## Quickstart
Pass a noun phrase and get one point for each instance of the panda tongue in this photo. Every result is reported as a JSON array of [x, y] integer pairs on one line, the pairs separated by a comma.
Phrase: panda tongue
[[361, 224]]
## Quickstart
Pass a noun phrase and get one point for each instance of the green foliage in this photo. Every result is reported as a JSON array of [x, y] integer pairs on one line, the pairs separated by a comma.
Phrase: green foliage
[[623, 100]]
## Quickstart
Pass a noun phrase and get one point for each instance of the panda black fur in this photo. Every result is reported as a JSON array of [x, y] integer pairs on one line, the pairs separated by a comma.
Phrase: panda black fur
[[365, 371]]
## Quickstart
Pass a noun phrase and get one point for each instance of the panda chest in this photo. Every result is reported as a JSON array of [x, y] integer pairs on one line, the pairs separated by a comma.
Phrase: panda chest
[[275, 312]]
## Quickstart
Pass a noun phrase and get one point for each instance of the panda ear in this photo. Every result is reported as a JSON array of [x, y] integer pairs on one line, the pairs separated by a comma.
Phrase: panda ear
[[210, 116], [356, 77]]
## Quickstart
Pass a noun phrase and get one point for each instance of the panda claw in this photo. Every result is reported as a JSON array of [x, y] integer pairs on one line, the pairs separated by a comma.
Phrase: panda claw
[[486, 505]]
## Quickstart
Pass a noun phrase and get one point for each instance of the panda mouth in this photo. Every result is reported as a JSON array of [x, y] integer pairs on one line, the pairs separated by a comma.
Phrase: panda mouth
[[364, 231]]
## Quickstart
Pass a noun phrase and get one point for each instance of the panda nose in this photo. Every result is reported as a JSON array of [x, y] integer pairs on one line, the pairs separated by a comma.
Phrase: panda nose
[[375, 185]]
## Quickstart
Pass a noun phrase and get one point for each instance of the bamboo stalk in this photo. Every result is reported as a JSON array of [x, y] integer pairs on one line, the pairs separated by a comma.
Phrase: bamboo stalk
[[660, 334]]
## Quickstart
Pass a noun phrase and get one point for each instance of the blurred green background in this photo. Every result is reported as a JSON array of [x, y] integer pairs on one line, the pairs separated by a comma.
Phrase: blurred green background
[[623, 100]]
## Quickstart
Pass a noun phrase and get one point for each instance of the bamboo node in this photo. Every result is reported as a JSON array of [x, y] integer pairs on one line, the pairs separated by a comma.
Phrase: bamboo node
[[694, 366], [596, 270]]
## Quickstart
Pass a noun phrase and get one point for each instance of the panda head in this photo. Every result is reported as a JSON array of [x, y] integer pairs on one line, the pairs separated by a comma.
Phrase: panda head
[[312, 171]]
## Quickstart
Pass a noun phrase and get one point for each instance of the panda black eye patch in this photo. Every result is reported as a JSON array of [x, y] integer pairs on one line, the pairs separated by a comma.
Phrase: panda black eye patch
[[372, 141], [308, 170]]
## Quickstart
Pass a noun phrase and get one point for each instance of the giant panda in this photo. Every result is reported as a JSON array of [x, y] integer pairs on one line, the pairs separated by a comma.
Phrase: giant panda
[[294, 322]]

+++

Objective:
Reproduce the items from their first line through the line that contains "[[361, 224]]", keeping each line unchanged.

Result:
## Quickstart
Pass a noun phrase and get one point for each instance of the panda tongue in this photo. Every result is reported as a JSON array of [x, y] integer pairs on one line, the pairs separated by a comma.
Phrase: panda tongue
[[361, 224]]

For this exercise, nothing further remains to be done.